Interspecific hybridization in a large‐river population of YCT: A 20‐year evaluation
Hybridization between native and nonnative fishes represents a global threat to biodiversity. Understanding how hybridization changes in response to management actions is critical to evaluating the efficacy of conservation efforts.
Methods
We quantified changes in levels of hybridization between Yellowstone Cutthroat Trout Oncorhynchus virginalis bouvieri and Rainbow Trout Oncorhynchus mykiss in the South Fork Snake River watershed, where a multipronged approach has been implemented to protect the evolutionary distinctiveness of one of the last remaining large‐river populations of Yellowstone Cutthroat Trout.
Result
Over a 20‐year period, we observed an increase in the number of sample reaches without hybrids in the South Fork Snake River watershed; however, contrasting patterns were noted in main‐stem and tributary reaches. Through time, hybrid abundance increased at main‐stem reaches of the South Fork Snake River below Palisades Dam but decreased in tributaries. Efforts to reduce hybridization in spawning tributaries, including both suppression and selective passage weirs, were effective at preventing the expansion of hybridization in resident and migratory populations. Multimodel inference was used to understand factors affecting levels of hybridization, and year, sampling reach, and the interaction thereof was identified as the best‐fit model but explained only a small percentage of the overall variation, suggesting that other factors not captured in our model were driving patterns in hybridization.

#### [WHAT TO DO]
**a)** According to the abstract, where did hybrid abundance increase over time?
**b)** Summarize the abstract in two sentences.
**c)** Copy the abstract starting at "Interspecific hybridization in" and ending at "of conservation efforts.", swapping "nonnative" for "introduced".

#### [INFORMATION SUPPLIED]
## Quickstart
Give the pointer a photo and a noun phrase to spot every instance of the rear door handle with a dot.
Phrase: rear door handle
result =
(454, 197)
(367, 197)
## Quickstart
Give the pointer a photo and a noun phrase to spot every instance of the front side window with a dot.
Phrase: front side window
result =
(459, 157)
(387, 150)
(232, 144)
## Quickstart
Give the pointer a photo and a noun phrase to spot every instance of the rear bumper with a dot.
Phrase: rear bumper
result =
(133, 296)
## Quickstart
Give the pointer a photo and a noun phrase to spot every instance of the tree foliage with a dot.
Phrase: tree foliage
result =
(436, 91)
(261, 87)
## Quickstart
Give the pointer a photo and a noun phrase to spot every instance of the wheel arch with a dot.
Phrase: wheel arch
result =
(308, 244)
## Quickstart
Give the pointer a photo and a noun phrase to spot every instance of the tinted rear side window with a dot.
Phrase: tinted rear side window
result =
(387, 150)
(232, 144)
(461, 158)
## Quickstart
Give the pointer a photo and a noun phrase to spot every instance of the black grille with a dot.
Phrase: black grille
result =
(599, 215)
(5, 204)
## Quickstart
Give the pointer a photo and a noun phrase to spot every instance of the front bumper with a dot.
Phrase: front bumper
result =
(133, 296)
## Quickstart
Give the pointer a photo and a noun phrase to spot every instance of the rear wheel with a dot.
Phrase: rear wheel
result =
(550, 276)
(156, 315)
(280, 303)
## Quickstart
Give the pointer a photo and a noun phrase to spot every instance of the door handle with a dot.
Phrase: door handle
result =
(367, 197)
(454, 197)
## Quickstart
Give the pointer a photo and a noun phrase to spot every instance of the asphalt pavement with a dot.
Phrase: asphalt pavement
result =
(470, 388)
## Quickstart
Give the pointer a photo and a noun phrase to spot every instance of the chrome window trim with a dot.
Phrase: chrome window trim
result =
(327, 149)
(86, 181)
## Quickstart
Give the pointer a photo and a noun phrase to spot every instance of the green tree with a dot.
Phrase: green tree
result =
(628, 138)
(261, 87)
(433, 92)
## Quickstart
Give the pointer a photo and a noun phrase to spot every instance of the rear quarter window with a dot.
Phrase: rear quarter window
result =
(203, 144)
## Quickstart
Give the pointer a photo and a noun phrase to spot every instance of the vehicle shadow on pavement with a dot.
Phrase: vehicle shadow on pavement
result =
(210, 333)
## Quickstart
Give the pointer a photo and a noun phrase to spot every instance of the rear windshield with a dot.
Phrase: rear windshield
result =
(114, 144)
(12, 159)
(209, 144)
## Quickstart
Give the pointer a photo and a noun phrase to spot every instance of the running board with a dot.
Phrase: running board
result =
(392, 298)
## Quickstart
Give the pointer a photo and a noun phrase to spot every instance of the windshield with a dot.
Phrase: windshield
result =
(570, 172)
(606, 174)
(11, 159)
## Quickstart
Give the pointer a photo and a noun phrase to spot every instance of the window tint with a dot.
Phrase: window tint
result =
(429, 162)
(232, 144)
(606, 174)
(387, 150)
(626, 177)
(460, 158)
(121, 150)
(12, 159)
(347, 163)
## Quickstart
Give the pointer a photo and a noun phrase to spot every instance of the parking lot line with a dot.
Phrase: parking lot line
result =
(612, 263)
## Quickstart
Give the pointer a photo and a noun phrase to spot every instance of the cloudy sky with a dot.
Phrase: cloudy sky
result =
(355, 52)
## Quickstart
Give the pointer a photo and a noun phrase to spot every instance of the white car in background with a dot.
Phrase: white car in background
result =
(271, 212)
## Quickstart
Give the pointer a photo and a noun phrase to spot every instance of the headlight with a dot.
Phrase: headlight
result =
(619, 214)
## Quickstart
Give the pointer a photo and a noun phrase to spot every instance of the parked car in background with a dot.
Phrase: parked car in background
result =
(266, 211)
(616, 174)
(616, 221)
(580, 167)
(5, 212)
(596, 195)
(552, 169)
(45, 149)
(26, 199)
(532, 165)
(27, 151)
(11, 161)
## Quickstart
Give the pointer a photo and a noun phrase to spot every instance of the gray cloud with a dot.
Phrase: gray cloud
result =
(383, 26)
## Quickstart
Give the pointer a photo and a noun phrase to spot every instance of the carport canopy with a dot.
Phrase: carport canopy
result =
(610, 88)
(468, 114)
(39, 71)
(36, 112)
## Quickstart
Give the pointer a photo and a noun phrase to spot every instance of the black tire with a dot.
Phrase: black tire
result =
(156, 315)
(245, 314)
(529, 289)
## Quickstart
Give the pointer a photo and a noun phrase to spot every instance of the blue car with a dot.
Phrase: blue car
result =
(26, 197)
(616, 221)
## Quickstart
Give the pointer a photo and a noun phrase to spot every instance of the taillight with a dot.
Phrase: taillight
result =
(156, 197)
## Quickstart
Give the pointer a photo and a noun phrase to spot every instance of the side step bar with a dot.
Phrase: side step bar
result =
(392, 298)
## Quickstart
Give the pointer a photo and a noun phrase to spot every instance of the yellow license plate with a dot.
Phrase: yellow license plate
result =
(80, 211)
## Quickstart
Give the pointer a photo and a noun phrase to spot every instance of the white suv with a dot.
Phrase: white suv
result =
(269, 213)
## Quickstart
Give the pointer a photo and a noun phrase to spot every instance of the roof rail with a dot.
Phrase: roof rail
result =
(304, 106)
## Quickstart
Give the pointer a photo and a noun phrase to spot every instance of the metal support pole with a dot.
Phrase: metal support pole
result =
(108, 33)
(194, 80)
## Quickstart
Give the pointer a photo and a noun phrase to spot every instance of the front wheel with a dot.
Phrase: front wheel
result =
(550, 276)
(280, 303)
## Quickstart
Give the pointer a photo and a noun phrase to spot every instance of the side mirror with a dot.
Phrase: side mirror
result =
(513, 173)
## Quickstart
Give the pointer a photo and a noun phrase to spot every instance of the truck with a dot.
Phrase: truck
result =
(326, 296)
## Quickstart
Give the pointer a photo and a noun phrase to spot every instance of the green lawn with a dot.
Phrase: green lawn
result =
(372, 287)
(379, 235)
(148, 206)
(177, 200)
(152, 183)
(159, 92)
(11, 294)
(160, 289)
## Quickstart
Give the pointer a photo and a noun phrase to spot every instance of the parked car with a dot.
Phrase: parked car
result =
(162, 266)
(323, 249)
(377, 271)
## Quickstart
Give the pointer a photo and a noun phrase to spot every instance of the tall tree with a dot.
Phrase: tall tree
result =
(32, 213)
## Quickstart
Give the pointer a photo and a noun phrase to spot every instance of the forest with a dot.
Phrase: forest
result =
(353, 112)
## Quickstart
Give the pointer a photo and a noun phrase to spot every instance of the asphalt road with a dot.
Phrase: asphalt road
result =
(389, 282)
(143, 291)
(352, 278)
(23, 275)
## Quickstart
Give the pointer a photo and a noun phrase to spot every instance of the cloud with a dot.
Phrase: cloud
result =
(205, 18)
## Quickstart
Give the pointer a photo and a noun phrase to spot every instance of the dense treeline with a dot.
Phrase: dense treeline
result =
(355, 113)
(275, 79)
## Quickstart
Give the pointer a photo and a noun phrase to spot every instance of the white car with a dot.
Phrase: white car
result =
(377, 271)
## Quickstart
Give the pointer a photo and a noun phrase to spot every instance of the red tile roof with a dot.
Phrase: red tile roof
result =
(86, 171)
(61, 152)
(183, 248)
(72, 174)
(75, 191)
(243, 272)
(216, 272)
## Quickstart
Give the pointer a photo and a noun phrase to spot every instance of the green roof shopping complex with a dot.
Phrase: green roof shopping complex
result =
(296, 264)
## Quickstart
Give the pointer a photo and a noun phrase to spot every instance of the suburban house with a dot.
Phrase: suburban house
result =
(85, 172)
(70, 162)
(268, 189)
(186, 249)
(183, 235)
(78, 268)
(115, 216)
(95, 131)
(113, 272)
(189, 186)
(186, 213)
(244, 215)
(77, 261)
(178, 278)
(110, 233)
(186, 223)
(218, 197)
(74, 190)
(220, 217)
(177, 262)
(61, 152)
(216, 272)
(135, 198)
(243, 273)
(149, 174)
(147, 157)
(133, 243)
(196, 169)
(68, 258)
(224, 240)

#### [PER-TASK OUTPUTS]
**a)** At main-stem reaches of the South Fork Snake River below Palisades Dam.

**b)** Over 20 years, the study tracked hybridization between Yellowstone Cutthroat Trout and Rainbow Trout in the South Fork Snake River watershed. Hybrid-free sample reaches increased overall, and hybrids decreased in tributaries, where suppression and selective passage weirs prevented hybridization from expanding, but hybrids increased in main-stem reaches below Palisades Dam.

**c)**
Interspecific hybridization in a large‐river population of YCT: A 20‐year evaluation
Hybridization between native and introduced fishes represents a global threat to biodiversity. Understanding how hybridization changes in response to management actions is critical to evaluating the efficacy of conservation efforts.